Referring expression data

++++

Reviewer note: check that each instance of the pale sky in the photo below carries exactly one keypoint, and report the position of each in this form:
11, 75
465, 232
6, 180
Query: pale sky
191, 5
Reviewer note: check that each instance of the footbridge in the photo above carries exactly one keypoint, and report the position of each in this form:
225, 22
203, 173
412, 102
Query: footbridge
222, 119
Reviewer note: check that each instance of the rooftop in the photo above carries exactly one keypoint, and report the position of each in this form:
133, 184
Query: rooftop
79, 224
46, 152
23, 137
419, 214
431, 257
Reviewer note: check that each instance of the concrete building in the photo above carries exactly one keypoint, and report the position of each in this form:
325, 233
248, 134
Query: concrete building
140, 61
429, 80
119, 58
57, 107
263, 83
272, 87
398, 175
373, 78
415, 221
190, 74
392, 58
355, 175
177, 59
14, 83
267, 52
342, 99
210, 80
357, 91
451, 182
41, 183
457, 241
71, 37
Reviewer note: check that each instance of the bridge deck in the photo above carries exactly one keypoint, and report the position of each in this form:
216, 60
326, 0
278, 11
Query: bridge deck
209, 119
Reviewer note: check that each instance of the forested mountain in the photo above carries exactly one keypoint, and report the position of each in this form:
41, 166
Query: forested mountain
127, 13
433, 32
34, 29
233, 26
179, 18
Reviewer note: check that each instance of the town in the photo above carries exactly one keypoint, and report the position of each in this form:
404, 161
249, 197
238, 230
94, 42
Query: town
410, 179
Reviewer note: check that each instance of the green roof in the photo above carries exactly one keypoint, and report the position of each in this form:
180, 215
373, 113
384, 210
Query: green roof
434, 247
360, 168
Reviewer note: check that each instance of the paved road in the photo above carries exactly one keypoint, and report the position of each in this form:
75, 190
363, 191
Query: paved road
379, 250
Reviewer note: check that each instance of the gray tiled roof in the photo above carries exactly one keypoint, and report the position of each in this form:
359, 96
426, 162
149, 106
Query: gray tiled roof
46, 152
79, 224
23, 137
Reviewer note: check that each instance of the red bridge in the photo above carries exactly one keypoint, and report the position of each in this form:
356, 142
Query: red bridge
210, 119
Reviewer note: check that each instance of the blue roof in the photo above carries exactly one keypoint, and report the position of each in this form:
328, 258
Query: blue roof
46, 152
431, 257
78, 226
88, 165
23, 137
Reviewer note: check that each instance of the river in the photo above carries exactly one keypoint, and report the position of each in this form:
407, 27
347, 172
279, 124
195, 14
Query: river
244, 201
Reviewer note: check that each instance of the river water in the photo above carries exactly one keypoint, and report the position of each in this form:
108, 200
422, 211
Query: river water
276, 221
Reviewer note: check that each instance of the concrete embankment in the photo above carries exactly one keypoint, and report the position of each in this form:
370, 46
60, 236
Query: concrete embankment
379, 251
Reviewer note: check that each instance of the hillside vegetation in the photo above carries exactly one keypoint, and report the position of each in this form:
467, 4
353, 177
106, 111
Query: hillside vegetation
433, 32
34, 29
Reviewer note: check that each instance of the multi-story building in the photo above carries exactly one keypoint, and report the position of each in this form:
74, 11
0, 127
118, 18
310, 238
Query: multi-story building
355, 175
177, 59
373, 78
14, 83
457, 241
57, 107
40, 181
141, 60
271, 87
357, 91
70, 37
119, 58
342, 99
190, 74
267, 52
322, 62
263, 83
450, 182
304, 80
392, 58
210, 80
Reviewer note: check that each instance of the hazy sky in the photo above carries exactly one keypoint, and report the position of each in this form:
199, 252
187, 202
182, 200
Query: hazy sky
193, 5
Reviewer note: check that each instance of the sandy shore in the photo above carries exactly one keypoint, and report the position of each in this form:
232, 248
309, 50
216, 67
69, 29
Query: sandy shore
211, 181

++++

» The problem: Your answer must be an exact copy of every entry above.

» Written solution:
Reviewer note: check that each instance of the pale sky in the photo below carries exactly one keypoint, and report the position of each in this form:
11, 75
465, 232
6, 180
Query: pale sky
191, 5
Reviewer note: check that each instance of the footbridge in the photo above carries exactly one keypoint, and report the position of each in this form:
225, 22
203, 173
412, 102
Query: footbridge
222, 119
Reviewer note: check that each instance of the rooftop in the photo above carries exactly one keypoint, and report the position of each in this form:
133, 184
Query: rooftop
79, 224
46, 152
23, 137
419, 214
431, 257
Reviewer note: check that each instance of the concrete building in the photo above carries exactly one keypoint, and report the position of each in this form:
325, 233
248, 134
Query: concrete building
140, 61
429, 80
119, 58
57, 107
263, 83
272, 87
398, 175
373, 78
415, 221
190, 74
392, 58
355, 175
177, 59
14, 83
267, 52
342, 99
210, 80
357, 91
451, 182
41, 183
457, 241
71, 37
Reviewer note: check that each instance of the bridge deck in the photo above carries exactly one keypoint, and report the position of each in this form:
216, 60
326, 0
278, 11
Query: bridge deck
209, 119
Reviewer note: check that each instance of the forested mountain in the photo above carries exactly one keypoint, and report the position of each in this form:
41, 166
Query: forested mountain
127, 13
433, 32
34, 29
233, 26
179, 18
Reviewer note: check that each instance of the town in the photo above carries exactly one keypoint, and report the position of each in this form:
404, 161
249, 197
238, 230
94, 42
Query: town
410, 179
Reviewer note: check that each instance of the green roof in the photo above carries exactly one keypoint, and report the position of each in this form:
180, 215
373, 113
384, 210
Query: green roof
434, 247
360, 168
Reviewer note: check that each instance of the paved road in the photo above carries exactly one keypoint, and report the position of each in this form:
75, 190
363, 191
Query: paved road
379, 250
Reviewer note: check that each instance of the gray tiled roof in the photo above carries exactly one keypoint, and report the position of each in this form:
359, 96
426, 162
149, 106
Query: gray tiled roof
46, 152
79, 224
23, 137
Reviewer note: check that each instance of the red bridge in the photo above carries exactly one keypoint, and report the position of each in this form:
356, 142
Query: red bridge
210, 119
Reviewer note: check that each instance of the blue roof in the photo above carries exactly one keypoint, and report the position of each in this form:
328, 258
Query: blue roof
46, 152
431, 257
78, 226
88, 165
23, 137
Reviewer note: check that each instance of the river in the photo above carries exactly one keypoint, and report the position of each in this form:
407, 27
347, 172
279, 124
195, 14
Query: river
244, 201
Reviewer note: check that each instance of the river water in the photo above carries exactly one keypoint, and report the position of each in this form:
108, 200
422, 211
Query: river water
276, 221
Reviewer note: check that each instance of the concrete embankment in the photo above carries exactly one keypoint, and report the position of each in this form:
370, 46
60, 236
Query: concrete embankment
379, 251
Reviewer note: check that each instance of the hillside vegetation in the photo above carries exactly one keypoint, and report the position of each in this form:
467, 4
353, 177
106, 111
Query: hillside vegetation
433, 32
34, 29
Reviewer note: check that each instance of the multi-story building in the photo above carries exactly one keypoint, and report the position of each in this form:
74, 11
0, 127
118, 18
310, 238
Query: multi-story building
355, 175
177, 59
373, 78
14, 83
457, 241
57, 107
40, 181
141, 60
271, 87
357, 91
70, 37
119, 58
342, 99
190, 74
267, 52
322, 62
263, 83
450, 182
304, 80
392, 58
210, 80
Reviewer note: check that each instance of the hazy sky in the photo above carries exactly one keypoint, and report the position of each in this form:
199, 252
187, 202
182, 200
Query: hazy sky
193, 5
Reviewer note: check that each instance of the sandy shore in the photo above carries exactly one keypoint, and report the position of each in this form:
232, 248
309, 50
216, 67
69, 29
Query: sandy shore
211, 181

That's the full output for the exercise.